>> start Record set
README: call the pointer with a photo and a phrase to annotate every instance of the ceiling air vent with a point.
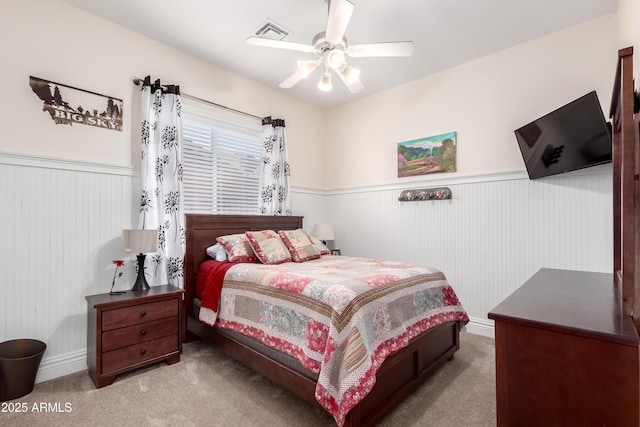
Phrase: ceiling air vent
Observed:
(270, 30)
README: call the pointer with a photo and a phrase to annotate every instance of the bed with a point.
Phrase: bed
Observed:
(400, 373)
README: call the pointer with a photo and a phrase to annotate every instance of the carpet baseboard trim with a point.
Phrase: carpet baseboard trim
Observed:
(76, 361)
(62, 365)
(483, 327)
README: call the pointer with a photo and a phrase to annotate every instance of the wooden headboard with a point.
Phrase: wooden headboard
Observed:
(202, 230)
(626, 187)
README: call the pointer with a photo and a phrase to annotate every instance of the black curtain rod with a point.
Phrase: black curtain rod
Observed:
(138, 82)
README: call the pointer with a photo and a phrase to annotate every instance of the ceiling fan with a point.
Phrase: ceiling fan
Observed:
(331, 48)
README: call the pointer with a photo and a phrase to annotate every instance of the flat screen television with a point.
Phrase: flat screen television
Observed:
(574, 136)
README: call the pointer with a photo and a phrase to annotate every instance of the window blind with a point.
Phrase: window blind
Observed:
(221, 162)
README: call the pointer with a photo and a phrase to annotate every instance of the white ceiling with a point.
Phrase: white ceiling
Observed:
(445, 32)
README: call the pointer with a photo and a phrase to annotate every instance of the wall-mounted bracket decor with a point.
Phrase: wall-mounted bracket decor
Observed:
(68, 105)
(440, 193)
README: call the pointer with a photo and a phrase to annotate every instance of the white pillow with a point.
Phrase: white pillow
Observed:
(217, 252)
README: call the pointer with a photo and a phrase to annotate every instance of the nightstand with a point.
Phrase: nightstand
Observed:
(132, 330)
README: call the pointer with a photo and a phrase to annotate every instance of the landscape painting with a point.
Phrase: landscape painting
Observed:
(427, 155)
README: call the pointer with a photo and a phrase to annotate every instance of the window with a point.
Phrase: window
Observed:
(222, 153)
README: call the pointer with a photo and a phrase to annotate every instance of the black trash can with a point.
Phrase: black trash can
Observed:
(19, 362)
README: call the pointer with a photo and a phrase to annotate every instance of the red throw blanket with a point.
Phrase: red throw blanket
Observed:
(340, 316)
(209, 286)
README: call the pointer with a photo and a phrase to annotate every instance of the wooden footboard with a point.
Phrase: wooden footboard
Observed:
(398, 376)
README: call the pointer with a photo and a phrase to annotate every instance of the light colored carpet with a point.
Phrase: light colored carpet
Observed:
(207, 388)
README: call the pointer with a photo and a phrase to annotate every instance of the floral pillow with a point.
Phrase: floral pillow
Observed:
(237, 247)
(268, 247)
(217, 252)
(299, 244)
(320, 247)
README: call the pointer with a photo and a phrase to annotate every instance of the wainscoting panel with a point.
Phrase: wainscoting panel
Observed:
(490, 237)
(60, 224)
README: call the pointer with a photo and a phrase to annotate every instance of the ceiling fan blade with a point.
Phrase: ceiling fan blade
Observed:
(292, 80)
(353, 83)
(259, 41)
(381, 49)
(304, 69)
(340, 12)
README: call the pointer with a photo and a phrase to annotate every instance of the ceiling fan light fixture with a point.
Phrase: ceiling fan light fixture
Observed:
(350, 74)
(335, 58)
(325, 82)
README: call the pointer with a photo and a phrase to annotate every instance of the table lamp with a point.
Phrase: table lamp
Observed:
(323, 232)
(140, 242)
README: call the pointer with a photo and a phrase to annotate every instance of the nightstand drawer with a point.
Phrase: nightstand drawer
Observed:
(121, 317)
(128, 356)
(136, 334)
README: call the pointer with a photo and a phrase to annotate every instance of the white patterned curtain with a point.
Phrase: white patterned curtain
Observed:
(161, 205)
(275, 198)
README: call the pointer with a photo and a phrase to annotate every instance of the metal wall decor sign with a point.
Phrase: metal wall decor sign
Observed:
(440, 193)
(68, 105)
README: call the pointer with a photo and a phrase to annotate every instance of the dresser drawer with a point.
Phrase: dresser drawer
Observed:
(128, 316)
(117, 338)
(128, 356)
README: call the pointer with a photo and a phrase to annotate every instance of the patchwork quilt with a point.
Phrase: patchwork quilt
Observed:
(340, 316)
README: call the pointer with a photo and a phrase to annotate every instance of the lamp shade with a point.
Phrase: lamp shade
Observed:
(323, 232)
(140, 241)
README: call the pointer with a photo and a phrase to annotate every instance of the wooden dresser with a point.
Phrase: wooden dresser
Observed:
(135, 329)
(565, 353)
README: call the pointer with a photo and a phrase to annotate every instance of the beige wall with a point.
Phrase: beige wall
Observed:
>> end Record set
What you need to do - Quote every entry exactly, with the pictures omitted.

Answer for this exercise -
README: call the pointer with a photo and a phrase to annotate every instance of the ceiling air vent with a point.
Phrase: ceiling air vent
Observed:
(270, 30)
README: call the pointer with a photo and a phrase to annotate every instance of the bed with a point.
Phrase: bed
Observed:
(400, 373)
README: call the pointer with a photo and a phrase to annotate every instance of the carpet baseboard trim with a point.
Phrase: carpet baseboard trim
Observed:
(76, 361)
(62, 365)
(483, 327)
README: call the pointer with a photo and a phrase to annotate every instance of the wooden headboard with a point.
Phrase: wooden headboard
Observed:
(202, 230)
(626, 187)
README: call the pointer with a photo and a phrase to annotate every instance of the black curtain rod with a point.
Phrase: black curtain rod
Observed:
(138, 82)
README: call the pointer with a photo and a phrase to annotate every instance of the ceiling fan with a point.
Phrase: ceiling fan
Observed:
(331, 48)
README: call the pointer with a photo and a phrase to annotate every instance of the flat screen television with a point.
Phrase: flat screen television
Observed:
(574, 136)
README: call the pointer with a photo and a phrase to annotate every instance of the window blind with a point.
Phrase: window blind
Observed:
(221, 162)
README: call the pointer with a photo and a phrase to annotate every instance of the white ceiling with a point.
Phrase: white ceiling
Observed:
(445, 32)
README: call the pointer with a photo and a phrase to annotate every instance of the wall-mounted bracket decor with a point.
Phrase: wall-mounted bracket decor
Observed:
(68, 105)
(440, 193)
README: call the pointer with a photo and a phrase to annotate every instance of the white pillow with a point.
Phrase: white pillow
Observed:
(217, 252)
README: call the pointer with a photo and a phrase to annotate every instance of the nightstand with a point.
Phrase: nightstand
Observed:
(132, 330)
README: call the pointer with a photo and a phrase to annotate every instance of the landscape painting with a point.
Phrase: landscape painting
Observed:
(427, 155)
README: call the pointer with a photo and a phrase to annotate every instance of the window with a point.
Phrase: window
Observed:
(222, 153)
README: call the pointer with a photo and a phrase to annotate every instance of the black trash can with a point.
Phrase: black trash can
Observed:
(19, 362)
README: call the pointer with a photo and a phrase to annotate every instance of the red throw blanket with a point.
Phrase: red throw blanket
Observed:
(340, 316)
(209, 286)
README: call the pointer with a photo and a phrase to annotate every instance of the wooden footboard with a point.
Phrase: wooden footboard
Observed:
(398, 376)
README: call the pointer with a photo and a phrase to annotate every instance of the light colored carpet with a point.
Phrase: light colored carpet
Observed:
(207, 388)
README: call the pointer with a photo and a phrase to annotate every instance of the floral pillow with a point.
Phrase: floral pillow
Observed:
(237, 247)
(268, 247)
(217, 252)
(299, 244)
(320, 247)
README: call the pointer with a photo and a phrase to annotate every instance of the wainscoting panel with a point.
Phrase: wainscoting panel
Observed:
(490, 237)
(60, 224)
README: call the pointer with a photo and a phrase to annotate every instance of the ceiling fan blade with a point.
Phrase: ceiling fan blade
Observed:
(292, 80)
(353, 83)
(259, 41)
(381, 49)
(304, 69)
(340, 12)
README: call the pointer with a photo and a phrase to annotate every instance of the ceiling fan light fixture with a point.
Phrase: ceiling fan light fixture
Observed:
(350, 74)
(335, 58)
(325, 82)
README: call the pointer with a photo and a phrase to annotate every instance of the table lamp with a point.
Phrase: table lamp
Observed:
(323, 232)
(140, 242)
README: call the pointer with a photo and a phrase to annotate every instance of the nightstand drawer with a point.
Phrase: nightstand drawer
Observed:
(121, 317)
(128, 356)
(136, 334)
README: call the pointer with a photo and a phrase to annotate every instance of the white patterned curtain with a point.
Phrase: white patterned curtain
Observed:
(161, 205)
(275, 198)
README: call the pointer with a photo and a phrase to annotate every instance of the metal wall decor sign with a point.
Phrase: metal wall decor sign
Observed:
(440, 193)
(68, 105)
README: call the pointer with a photo and a phrase to annotate every instance of the dresser drawer with a point.
Phrase: dresser drawer
Observed:
(128, 316)
(117, 338)
(128, 356)
README: call the pointer with a photo and a phrase to annotate every instance of the patchwork quilt with a point.
Phrase: patchwork quilt
Observed:
(340, 316)
README: call the pointer with a photo and a phrase to annotate every instance of the lamp shade with a point.
Phrase: lamp shade
Observed:
(323, 232)
(140, 241)
README: call the pointer with a photo and a phrase to annotate every instance of the wooden dresser with a point.
Phrase: wooden dresser
Observed:
(135, 329)
(565, 353)
README: call the pointer with a photo and a phrase to annotate every instance of the beige wall with a point.
Phrase: beige wall
Observed:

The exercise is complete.